§ BRIEF A
Please output the following article header on wave energy converter response in full, word for word.

----

The Effect of Environmental Contour Selection on Expected Wave Energy Converter Response

[+] Author and Article Information
Samuel J. Edwards

Naval Architecture and Marine
Engineering Department,
University of Michigan,
Ann Arbor, MI 48109
e-mail: sjedw@umich.edu

Ryan G. Coe

Sandia National Laboratories,
Water Power Technologies Department,
Albuquerque, NM 87185
e-mail: rcoe@sandia.gov

1Corresponding author.

Contributed by the Ocean, Offshore, and Arctic Engineering Division of ASME for publication in the JOURNAL OF OFFSHORE MECHANICS AND ARCTIC ENGINEERING. Manuscript received September 13, 2017; final manuscript received July 6, 2018; published online August 13, 2018. Assoc. Editor: Qing Xiao.The United States Government retains, and by accepting the article for publication, the publisher acknowledges that the United States Government retains, a nonexclusive, paid-up, irrevocable, worldwide license to publish or reproduce the published form of this work, or allow others to do so, for United States Government purposes.

----

§ BRIEF B
Return everything in the listing below from the line containing "TARGET = small outbuilding" down to the final line of the listing, both included, with no changes.

----

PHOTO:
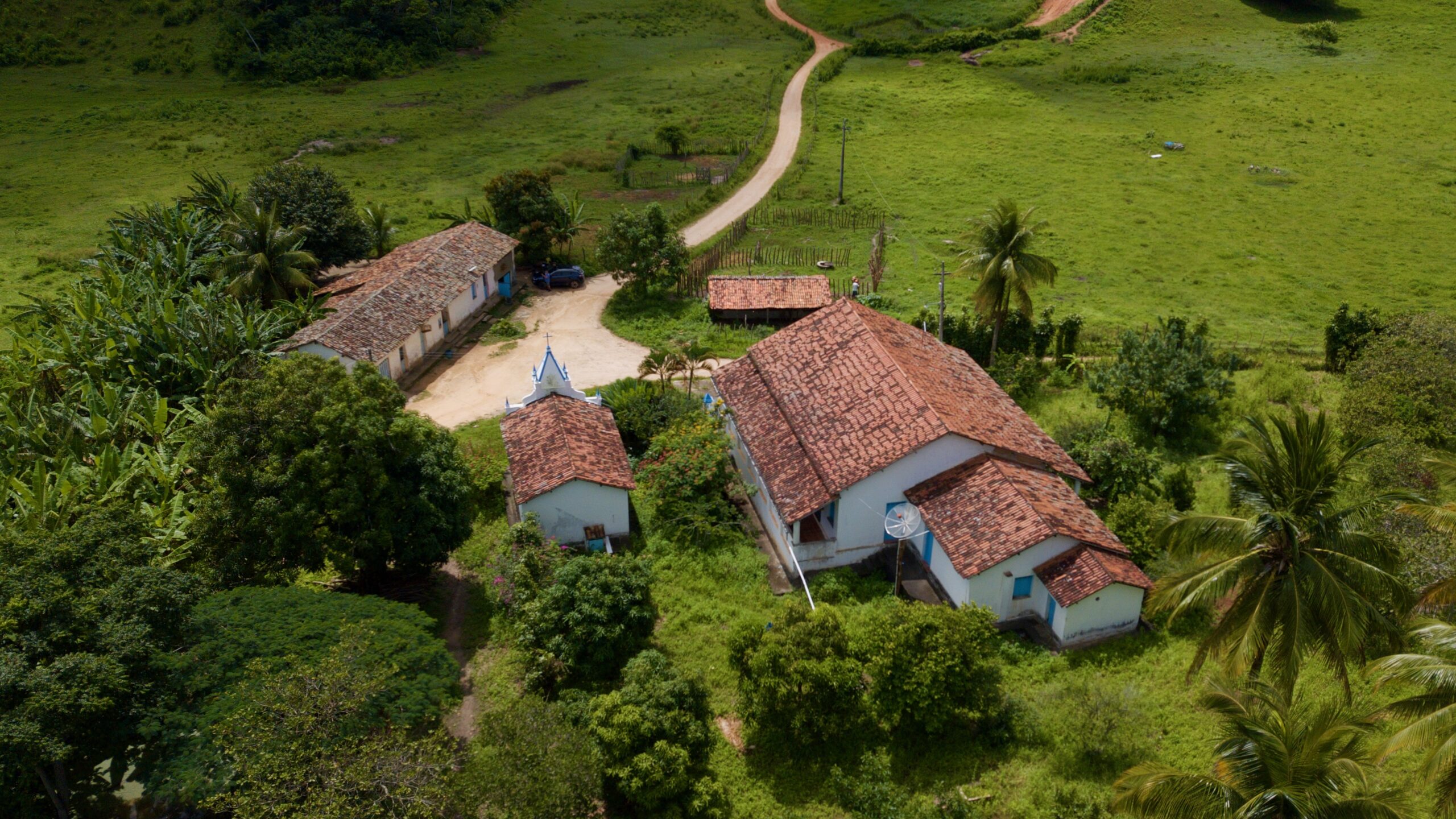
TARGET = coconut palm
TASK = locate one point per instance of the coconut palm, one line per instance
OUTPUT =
(1273, 761)
(484, 216)
(1441, 518)
(380, 229)
(1433, 710)
(695, 358)
(1304, 572)
(571, 221)
(266, 260)
(999, 255)
(661, 365)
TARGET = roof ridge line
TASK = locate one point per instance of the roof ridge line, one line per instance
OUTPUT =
(895, 362)
(788, 420)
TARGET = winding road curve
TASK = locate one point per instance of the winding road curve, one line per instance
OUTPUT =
(787, 142)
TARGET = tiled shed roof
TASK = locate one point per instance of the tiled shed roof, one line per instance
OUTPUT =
(1087, 570)
(560, 439)
(848, 391)
(768, 292)
(989, 509)
(378, 308)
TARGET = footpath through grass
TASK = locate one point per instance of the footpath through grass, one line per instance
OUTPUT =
(564, 85)
(1308, 178)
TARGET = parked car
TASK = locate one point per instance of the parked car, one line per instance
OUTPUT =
(560, 278)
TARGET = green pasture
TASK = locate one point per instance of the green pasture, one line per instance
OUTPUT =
(1308, 178)
(564, 85)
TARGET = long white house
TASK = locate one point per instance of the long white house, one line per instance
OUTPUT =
(401, 308)
(848, 413)
(567, 461)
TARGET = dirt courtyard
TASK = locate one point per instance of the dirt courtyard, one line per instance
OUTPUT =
(487, 375)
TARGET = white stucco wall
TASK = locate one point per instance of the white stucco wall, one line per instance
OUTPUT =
(570, 507)
(1114, 610)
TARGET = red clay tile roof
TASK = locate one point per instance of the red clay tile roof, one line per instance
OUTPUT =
(378, 308)
(1087, 570)
(854, 391)
(989, 509)
(768, 292)
(560, 439)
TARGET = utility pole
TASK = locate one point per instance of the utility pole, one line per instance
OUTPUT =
(940, 327)
(843, 138)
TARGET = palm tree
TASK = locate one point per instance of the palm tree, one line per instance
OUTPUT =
(484, 216)
(1443, 519)
(661, 365)
(999, 254)
(1302, 572)
(266, 260)
(695, 356)
(1273, 761)
(1433, 710)
(571, 221)
(380, 229)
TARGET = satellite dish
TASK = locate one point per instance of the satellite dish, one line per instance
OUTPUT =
(903, 522)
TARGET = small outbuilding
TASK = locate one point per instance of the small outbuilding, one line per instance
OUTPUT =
(567, 462)
(774, 301)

----

§ EXERCISE RESULT A
The Effect of Environmental Contour Selection on Expected Wave Energy Converter Response

[+] Author and Article Information
Samuel J. Edwards

Naval Architecture and Marine
Engineering Department,
University of Michigan,
Ann Arbor, MI 48109
e-mail: sjedw@umich.edu

Ryan G. Coe

Sandia National Laboratories,
Water Power Technologies Department,
Albuquerque, NM 87185
e-mail: rcoe@sandia.gov

1Corresponding author.

Contributed by the Ocean, Offshore, and Arctic Engineering Division of ASME for publication in the JOURNAL OF OFFSHORE MECHANICS AND ARCTIC ENGINEERING. Manuscript received September 13, 2017; final manuscript received July 6, 2018; published online August 13, 2018. Assoc. Editor: Qing Xiao.The United States Government retains, and by accepting the article for publication, the publisher acknowledges that the United States Government retains, a nonexclusive, paid-up, irrevocable, worldwide license to publish or reproduce the published form of this work, or allow others to do so, for United States Government purposes.

§ EXERCISE RESULT B
TARGET = small outbuilding
TASK = locate one point per instance of the small outbuilding, one line per instance
OUTPUT =
(567, 462)
(774, 301)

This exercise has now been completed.